++++ Data to examine ++++

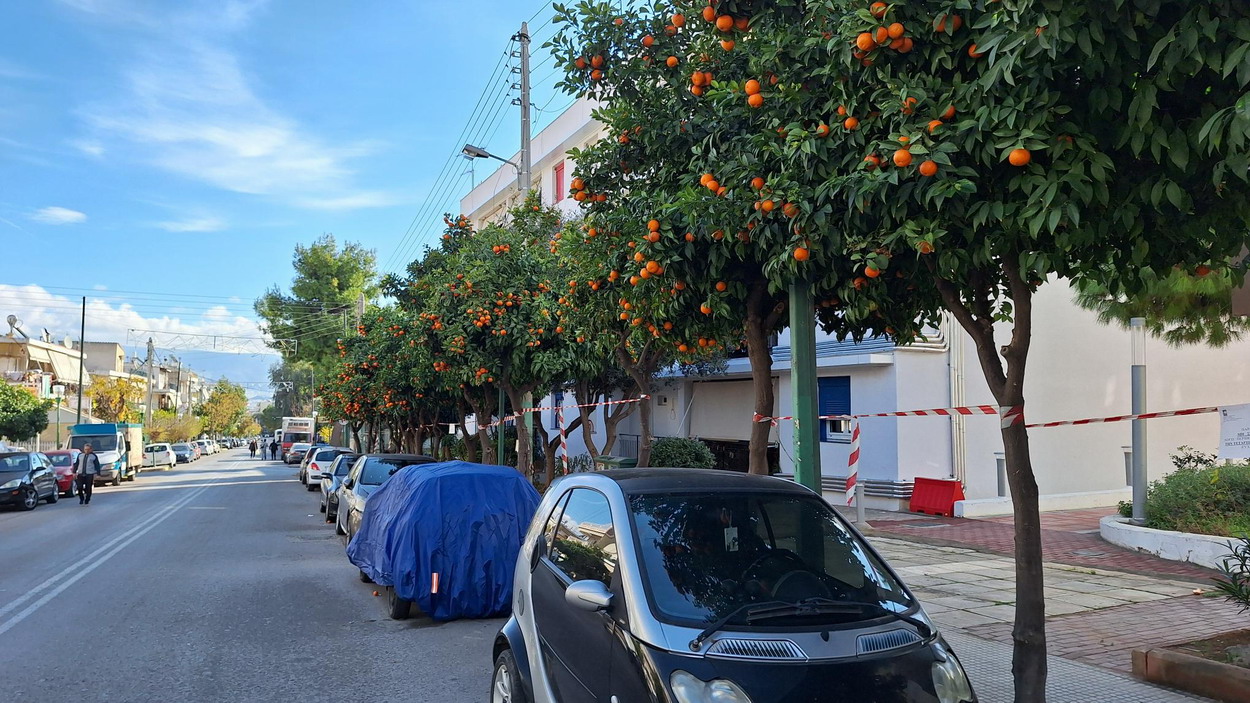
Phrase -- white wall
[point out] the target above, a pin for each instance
(1079, 368)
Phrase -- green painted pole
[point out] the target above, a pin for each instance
(803, 383)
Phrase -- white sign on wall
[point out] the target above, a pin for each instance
(1235, 432)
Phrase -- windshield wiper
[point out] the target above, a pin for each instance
(806, 607)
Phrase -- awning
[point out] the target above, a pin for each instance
(39, 354)
(65, 368)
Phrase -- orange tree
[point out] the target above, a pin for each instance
(943, 154)
(494, 303)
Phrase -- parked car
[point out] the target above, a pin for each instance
(315, 460)
(710, 586)
(183, 452)
(295, 454)
(26, 478)
(63, 463)
(331, 478)
(366, 474)
(445, 536)
(160, 454)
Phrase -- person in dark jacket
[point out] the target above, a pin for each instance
(85, 470)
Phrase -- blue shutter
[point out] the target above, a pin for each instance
(835, 399)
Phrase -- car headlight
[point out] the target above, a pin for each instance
(689, 688)
(950, 682)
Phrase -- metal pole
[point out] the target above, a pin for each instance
(1000, 463)
(81, 355)
(1138, 332)
(803, 379)
(524, 177)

++++

Exercise brief
Transcribe the listing in full and omit the pictures.

Result
Phrase -- white wall
[point out] the target above, a pin for each instance
(1079, 368)
Phrase -- green painted pole
[point out] the target above, a pin for each instance
(803, 383)
Phrase -- white sign on wall
[point out] the target above, a pin for each instance
(1235, 432)
Phrase -- windshield wiper
[point out] the target above, a pin for each instance
(806, 607)
Phrase -- awning
[point out] the target above, a pin for each instance
(39, 354)
(65, 368)
Phrase -- orange tree
[point out] the target above, a pin for each instance
(943, 154)
(494, 303)
Phrase -- parked car
[point out] the target above, a pin for each instance
(315, 460)
(710, 586)
(183, 452)
(295, 454)
(26, 478)
(63, 463)
(331, 478)
(366, 474)
(445, 536)
(160, 454)
Phrase -- person in dark jacket
[point out] the target above, a pin for each instance
(85, 470)
Phrase -- blue shutter
[point out] the target above, a pin for each instance
(835, 399)
Phrase -- car headlight
[point out] the target above, a pin for each instance
(689, 688)
(950, 682)
Phrase -- metal pole
[point out] the target above, a pin for each instance
(1000, 463)
(81, 355)
(1138, 332)
(803, 379)
(524, 177)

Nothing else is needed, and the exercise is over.